** start of EXCERPTED RECORDS **

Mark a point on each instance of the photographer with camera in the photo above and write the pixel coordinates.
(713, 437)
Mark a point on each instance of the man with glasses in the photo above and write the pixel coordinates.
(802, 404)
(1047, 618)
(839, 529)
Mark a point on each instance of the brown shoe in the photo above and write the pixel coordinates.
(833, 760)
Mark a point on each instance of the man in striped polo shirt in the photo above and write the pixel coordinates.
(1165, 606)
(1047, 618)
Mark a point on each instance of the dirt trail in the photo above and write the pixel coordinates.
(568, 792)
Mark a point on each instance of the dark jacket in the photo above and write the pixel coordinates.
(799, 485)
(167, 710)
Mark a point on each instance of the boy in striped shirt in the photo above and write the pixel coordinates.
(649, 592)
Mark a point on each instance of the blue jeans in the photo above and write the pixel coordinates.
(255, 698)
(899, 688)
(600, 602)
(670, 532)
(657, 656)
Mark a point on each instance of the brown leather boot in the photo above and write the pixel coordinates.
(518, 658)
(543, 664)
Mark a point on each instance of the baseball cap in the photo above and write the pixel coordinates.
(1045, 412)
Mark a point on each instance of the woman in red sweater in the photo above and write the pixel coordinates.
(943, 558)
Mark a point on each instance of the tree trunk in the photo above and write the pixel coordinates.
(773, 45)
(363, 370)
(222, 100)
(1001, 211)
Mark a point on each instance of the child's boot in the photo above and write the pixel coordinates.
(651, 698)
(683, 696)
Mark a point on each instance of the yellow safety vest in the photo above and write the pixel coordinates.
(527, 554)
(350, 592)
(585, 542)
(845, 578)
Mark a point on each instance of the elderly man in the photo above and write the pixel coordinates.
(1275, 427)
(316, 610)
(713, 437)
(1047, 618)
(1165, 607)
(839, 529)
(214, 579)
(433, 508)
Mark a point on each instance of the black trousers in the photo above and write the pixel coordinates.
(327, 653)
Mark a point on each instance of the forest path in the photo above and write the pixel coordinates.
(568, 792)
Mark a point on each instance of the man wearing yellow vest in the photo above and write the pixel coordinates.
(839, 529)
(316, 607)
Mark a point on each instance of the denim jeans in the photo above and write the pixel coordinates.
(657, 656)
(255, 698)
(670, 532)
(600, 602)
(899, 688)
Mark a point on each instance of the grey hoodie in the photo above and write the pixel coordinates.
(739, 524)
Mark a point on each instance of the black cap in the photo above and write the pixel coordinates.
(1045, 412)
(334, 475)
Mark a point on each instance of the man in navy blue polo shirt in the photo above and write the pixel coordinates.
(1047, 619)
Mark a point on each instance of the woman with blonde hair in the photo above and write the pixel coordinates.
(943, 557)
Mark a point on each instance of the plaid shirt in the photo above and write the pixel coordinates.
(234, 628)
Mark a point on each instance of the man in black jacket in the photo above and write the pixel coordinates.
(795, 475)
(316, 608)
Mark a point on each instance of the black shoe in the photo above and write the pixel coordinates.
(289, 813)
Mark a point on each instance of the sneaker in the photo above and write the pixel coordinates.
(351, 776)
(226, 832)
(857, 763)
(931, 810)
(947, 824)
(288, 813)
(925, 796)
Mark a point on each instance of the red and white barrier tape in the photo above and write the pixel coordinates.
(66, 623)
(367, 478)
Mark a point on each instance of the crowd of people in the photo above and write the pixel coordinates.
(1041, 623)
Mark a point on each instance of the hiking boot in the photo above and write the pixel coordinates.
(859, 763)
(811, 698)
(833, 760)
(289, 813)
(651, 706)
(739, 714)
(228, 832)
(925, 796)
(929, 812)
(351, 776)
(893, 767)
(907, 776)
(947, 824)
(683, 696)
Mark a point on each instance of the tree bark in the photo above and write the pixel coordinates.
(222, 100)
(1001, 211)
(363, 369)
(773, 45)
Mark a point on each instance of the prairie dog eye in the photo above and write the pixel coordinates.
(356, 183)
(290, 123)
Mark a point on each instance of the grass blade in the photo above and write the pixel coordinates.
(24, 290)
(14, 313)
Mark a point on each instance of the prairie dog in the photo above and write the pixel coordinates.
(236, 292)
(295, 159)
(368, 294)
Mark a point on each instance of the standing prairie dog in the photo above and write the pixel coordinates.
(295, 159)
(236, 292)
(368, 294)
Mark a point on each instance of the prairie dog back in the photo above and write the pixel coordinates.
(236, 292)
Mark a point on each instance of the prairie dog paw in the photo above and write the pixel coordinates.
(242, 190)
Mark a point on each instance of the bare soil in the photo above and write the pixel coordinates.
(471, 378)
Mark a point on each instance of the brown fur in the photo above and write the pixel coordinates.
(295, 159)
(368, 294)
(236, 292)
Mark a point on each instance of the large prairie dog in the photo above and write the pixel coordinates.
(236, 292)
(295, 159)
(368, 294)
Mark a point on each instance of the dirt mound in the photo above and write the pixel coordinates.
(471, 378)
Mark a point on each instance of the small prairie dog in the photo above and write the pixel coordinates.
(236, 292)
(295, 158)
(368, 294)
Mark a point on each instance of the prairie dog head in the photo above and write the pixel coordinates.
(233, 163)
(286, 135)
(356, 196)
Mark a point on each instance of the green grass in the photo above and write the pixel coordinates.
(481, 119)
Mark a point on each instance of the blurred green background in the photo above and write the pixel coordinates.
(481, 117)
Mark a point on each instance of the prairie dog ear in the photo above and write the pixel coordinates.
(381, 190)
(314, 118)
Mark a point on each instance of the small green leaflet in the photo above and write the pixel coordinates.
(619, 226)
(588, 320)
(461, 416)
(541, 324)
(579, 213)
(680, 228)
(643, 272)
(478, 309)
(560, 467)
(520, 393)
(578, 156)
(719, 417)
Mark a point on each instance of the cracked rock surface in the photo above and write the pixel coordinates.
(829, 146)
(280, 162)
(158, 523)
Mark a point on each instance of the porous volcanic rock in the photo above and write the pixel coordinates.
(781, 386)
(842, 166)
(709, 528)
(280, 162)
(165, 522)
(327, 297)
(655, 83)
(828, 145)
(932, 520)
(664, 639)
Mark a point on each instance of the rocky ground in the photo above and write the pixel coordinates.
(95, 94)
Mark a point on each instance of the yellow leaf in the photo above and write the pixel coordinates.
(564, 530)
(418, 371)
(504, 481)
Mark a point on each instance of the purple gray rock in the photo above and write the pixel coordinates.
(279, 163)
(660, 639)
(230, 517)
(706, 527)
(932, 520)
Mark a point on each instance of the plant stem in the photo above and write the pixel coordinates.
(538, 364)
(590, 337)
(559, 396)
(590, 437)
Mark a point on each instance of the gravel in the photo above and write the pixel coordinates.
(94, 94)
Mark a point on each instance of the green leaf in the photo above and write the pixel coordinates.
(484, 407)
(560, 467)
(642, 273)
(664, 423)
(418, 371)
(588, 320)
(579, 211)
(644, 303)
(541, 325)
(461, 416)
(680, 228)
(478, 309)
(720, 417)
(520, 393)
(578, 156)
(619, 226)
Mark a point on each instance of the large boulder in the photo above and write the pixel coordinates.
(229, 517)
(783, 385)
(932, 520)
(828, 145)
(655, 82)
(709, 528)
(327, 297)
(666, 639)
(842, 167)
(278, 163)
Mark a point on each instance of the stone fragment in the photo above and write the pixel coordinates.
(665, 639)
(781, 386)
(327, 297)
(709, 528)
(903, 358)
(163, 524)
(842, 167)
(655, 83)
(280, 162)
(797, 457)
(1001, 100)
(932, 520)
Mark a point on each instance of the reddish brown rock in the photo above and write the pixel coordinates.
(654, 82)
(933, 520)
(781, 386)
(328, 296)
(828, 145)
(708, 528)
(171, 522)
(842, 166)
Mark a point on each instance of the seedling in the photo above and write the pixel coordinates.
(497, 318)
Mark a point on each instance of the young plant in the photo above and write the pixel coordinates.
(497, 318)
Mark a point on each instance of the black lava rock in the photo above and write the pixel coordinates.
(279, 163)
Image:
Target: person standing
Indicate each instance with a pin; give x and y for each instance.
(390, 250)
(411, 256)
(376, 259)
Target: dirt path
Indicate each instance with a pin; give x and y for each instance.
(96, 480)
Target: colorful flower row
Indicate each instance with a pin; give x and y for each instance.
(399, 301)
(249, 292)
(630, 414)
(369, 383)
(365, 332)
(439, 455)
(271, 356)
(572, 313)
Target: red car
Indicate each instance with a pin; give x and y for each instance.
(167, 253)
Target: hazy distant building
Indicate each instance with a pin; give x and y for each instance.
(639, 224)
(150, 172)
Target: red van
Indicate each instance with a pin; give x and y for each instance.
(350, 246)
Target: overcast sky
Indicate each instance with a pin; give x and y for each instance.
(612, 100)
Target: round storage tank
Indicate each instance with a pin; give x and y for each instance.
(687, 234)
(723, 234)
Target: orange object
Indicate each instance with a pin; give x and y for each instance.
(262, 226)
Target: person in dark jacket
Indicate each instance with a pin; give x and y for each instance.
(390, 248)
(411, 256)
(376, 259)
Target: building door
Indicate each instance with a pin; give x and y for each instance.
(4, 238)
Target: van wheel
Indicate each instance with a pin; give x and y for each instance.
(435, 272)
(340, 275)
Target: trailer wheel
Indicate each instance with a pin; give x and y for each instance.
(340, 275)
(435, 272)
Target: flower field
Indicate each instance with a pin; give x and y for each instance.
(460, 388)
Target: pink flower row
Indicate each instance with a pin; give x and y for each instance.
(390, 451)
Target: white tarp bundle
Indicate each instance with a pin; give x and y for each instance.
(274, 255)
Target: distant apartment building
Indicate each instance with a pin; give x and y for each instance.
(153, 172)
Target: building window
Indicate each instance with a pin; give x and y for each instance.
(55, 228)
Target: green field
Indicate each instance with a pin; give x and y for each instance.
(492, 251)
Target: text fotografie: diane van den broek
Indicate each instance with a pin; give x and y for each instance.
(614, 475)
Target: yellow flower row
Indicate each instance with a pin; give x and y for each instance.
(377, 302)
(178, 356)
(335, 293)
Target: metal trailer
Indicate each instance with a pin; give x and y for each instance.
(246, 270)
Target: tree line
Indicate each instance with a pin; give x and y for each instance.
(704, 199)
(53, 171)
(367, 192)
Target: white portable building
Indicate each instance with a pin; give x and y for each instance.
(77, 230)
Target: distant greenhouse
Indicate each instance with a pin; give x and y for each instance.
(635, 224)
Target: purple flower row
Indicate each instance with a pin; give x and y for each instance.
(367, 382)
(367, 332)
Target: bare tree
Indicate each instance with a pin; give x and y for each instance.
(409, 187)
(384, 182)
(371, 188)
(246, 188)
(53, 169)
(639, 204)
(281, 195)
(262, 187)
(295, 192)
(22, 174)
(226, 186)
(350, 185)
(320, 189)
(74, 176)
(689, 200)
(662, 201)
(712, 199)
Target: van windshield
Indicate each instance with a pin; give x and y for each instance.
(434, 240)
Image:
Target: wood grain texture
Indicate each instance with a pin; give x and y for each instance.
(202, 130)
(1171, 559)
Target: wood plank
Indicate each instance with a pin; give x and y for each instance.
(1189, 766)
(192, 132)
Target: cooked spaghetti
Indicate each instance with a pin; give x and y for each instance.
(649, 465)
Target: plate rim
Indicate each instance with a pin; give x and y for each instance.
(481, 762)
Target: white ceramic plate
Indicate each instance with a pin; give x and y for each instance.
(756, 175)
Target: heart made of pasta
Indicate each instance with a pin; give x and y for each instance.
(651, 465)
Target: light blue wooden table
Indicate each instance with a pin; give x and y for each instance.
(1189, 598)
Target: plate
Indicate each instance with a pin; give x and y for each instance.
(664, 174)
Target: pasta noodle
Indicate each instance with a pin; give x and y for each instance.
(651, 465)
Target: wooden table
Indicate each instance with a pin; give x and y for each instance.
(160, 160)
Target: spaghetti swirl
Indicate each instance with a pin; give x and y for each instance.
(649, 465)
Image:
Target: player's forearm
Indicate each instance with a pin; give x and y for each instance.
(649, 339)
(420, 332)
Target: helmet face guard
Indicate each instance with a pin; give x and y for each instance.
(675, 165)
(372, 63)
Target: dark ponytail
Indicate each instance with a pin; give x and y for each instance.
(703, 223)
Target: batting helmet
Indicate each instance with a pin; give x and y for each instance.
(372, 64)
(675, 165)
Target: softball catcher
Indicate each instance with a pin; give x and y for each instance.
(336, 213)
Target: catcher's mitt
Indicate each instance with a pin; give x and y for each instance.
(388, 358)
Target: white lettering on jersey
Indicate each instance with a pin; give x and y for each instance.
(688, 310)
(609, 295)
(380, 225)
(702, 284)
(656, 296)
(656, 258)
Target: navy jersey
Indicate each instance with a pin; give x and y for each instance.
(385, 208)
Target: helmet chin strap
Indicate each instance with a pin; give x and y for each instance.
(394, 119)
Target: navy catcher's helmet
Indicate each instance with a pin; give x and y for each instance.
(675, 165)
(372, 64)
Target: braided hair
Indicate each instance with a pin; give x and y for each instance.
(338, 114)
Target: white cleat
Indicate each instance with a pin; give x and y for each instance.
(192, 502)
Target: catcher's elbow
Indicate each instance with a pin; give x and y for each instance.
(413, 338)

** end of EXCERPTED RECORDS **

WHAT IS NEEDED
Repeat only the stretch of lines that begins at the line containing "Target: white lettering on jersey" and ends at the last line above, both included.

RESULT FOR THIS TASK
Target: white lettering on jersey
Indicate each instance with a pin; give x and y for each instance.
(688, 310)
(609, 295)
(380, 225)
(702, 284)
(656, 296)
(656, 258)
Target: navy jersey
Indicate each instance with a pin; give x and y for each instance.
(385, 208)
Target: helmet chin strap
Indicate each instance with a pin; give x and y for each instance.
(394, 119)
Target: navy catcher's helmet
Indicate each instance with a pin; give x and y for each instance.
(675, 165)
(372, 64)
Target: braided hair
Indicate each instance with a pin; give x and y for each instance.
(338, 114)
Target: white cleat
Indicate each instance with a pin; give x and y for each instance.
(192, 502)
Target: catcher's elbow
Indicate each instance with a pin; give x and y for each instance.
(413, 338)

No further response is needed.